> Given passage:
========================================

Where Are They Now?

Subhead

Jacky Boatright

Image
  • Jacky Boatright
    Jacky Boatright
Body

“I’ve always just wanted to be with my wife, make a living, make friends and serve people,” says Jacky Boatright. And after six years in the Army and a decades-long career with local grocery stores, that’s exactly what he’s done.

Boatright graduated from Dublin High School in May of 1950. “That summer, I went to work for Mr. Joe B. Henderson at the Henderson Feed Company,” Boatright said. “I worked there for a year or two in the store, and then I started driving a truck for him. I drove a small truck and delivered feed to the dairymen in places around the country for about a year, and then he put me on a semi truck which I drove for four years.”

While working for Henderson, Boatright met his wife, Neva, through a coworker at the feed store. “He was dating a girl from Comanche and later married her, and Neva was his wife’s sister,” Boatright said.

The Boatrights married in 1953. In 1956, Boatright was drafted into the army, and served active duty for two years and another four in the reserves.

When he finished his active duty in 1958, Boatright returned to Dublin and started looking for work. “Mr. Henderson, the man that I worked for before I went to the Army, had bought a grocery store, and he offered me three options,” Boatright remembers. “I could work in the feed stores as his warehouse manager, I could have a truck driving job back, or I could go to work for him in the grocery store.”

========================================

> Entries supplied:

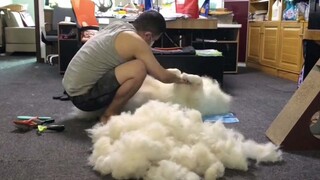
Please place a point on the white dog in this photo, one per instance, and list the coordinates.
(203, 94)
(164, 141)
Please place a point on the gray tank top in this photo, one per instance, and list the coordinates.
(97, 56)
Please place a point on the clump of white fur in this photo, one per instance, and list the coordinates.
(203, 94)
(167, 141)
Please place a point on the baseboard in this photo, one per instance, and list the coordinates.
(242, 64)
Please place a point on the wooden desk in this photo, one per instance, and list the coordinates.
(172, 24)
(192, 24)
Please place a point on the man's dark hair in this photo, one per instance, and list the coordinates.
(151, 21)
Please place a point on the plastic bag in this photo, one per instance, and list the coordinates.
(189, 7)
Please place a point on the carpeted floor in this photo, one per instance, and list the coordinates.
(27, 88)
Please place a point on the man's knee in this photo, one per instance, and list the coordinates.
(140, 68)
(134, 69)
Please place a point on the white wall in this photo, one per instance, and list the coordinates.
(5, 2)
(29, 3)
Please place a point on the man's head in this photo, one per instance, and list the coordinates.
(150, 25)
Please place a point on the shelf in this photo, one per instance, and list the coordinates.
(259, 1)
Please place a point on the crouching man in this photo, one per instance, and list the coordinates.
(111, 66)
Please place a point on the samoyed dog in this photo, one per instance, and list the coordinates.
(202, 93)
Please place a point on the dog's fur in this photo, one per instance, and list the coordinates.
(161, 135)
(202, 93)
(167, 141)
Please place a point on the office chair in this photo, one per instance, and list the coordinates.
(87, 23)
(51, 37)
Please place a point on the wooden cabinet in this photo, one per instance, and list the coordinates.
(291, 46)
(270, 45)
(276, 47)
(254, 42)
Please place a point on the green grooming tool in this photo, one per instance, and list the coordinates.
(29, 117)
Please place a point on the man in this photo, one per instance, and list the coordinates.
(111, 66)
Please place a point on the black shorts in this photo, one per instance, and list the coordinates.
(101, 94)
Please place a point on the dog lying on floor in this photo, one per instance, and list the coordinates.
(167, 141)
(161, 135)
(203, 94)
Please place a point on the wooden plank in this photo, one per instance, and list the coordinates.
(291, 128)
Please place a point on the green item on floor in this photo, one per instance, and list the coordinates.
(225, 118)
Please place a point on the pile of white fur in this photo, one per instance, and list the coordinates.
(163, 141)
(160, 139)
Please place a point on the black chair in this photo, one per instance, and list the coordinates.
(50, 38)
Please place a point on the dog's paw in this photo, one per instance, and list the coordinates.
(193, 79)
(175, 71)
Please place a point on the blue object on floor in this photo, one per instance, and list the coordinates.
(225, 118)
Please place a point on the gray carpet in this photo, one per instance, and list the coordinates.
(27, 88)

========================================

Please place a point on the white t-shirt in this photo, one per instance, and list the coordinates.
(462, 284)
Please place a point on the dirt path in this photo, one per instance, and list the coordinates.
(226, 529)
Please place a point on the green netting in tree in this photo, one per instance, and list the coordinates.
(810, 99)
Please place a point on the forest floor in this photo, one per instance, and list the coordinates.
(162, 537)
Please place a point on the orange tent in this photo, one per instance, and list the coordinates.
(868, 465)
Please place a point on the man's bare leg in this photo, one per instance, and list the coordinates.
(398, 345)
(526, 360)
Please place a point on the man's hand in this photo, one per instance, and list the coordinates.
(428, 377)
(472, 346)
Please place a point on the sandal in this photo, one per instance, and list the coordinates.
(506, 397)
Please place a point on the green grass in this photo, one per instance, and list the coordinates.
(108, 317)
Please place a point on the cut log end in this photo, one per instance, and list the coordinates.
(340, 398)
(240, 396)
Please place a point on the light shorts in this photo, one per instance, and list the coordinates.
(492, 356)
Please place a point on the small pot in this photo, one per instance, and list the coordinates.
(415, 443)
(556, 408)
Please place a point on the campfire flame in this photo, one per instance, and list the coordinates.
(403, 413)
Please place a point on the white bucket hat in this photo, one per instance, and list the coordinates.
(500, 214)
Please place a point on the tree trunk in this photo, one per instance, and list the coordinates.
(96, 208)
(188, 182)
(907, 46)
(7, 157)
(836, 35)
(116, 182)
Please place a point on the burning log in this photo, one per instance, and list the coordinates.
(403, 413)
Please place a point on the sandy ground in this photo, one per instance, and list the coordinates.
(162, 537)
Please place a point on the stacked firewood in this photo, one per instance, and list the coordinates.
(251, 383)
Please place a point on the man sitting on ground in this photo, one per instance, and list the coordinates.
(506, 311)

========================================

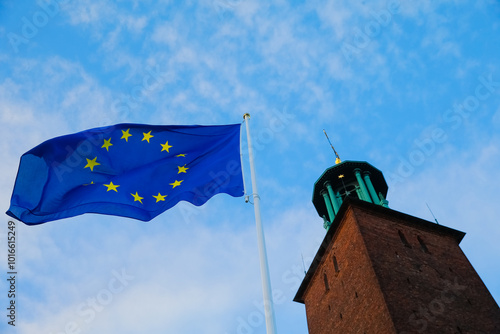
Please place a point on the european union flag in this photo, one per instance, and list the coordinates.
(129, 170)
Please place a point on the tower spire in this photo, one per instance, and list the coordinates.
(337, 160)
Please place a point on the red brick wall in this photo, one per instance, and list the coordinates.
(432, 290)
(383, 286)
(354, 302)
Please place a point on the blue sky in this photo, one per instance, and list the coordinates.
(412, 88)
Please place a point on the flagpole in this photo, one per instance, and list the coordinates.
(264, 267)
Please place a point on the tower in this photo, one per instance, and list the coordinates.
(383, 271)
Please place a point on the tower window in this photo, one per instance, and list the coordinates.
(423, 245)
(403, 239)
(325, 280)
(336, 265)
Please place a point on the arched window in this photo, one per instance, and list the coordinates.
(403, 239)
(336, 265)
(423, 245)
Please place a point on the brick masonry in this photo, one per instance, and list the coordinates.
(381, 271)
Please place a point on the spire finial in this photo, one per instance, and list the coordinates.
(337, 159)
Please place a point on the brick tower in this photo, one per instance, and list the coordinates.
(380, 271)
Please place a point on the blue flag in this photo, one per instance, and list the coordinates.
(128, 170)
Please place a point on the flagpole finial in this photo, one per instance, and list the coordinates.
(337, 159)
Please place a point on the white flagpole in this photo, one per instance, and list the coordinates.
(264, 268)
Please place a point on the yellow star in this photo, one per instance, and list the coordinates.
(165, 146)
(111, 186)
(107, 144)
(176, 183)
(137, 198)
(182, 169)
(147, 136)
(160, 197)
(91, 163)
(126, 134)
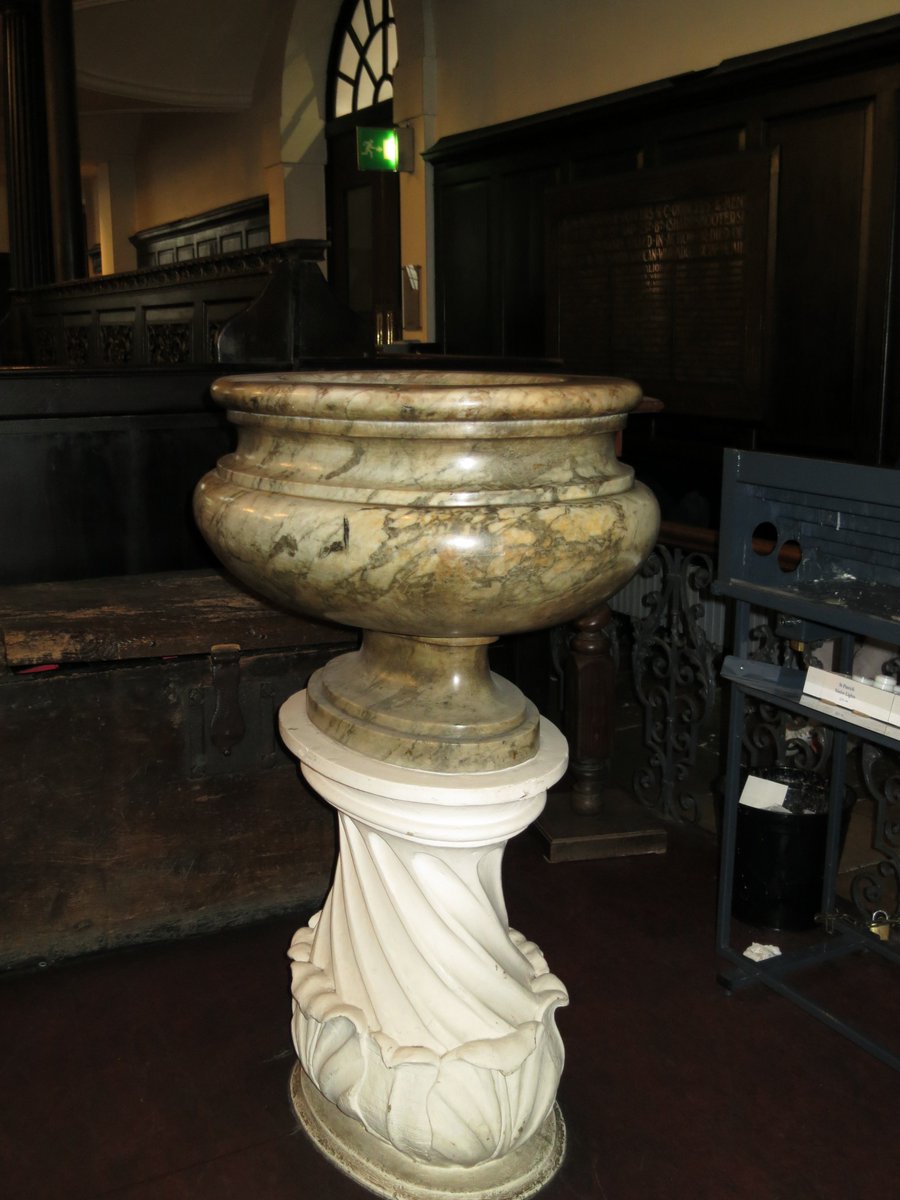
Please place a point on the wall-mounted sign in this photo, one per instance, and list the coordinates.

========================================

> What you have to do:
Please output the passage about Jacky Boatright in full, reproducing every line word for word. The material has no connection to the passage about Jacky Boatright.

> Solution:
Where Are They Now?

Subhead

Jacky Boatright

Image
  • Jacky Boatright
    Jacky Boatright
Body

“I’ve always just wanted to be with my wife, make a living, make friends and serve people,” says Jacky Boatright. And after six years in the Army and a decades-long career with local grocery stores, that’s exactly what he’s done.

Boatright graduated from Dublin High School in May of 1950. “That summer, I went to work for Mr. Joe B. Henderson at the Henderson Feed Company,” Boatright said. “I worked there for a year or two in the store, and then I started driving a truck for him. I drove a small truck and delivered feed to the dairymen in places around the country for about a year, and then he put me on a semi truck which I drove for four years.”

While working for Henderson, Boatright met his wife, Neva, through a coworker at the feed store. “He was dating a girl from Comanche and later married her, and Neva was his wife’s sister,” Boatright said.

The Boatrights married in 1953. In 1956, Boatright was drafted into the army, and served active duty for two years and another four in the reserves.

When he finished his active duty in 1958, Boatright returned to Dublin and started looking for work. “Mr. Henderson, the man that I worked for before I went to the Army, had bought a grocery store, and he offered me three options,” Boatright remembers. “I could work in the feed stores as his warehouse manager, I could have a truck driving job back, or I could go to work for him in the grocery store.”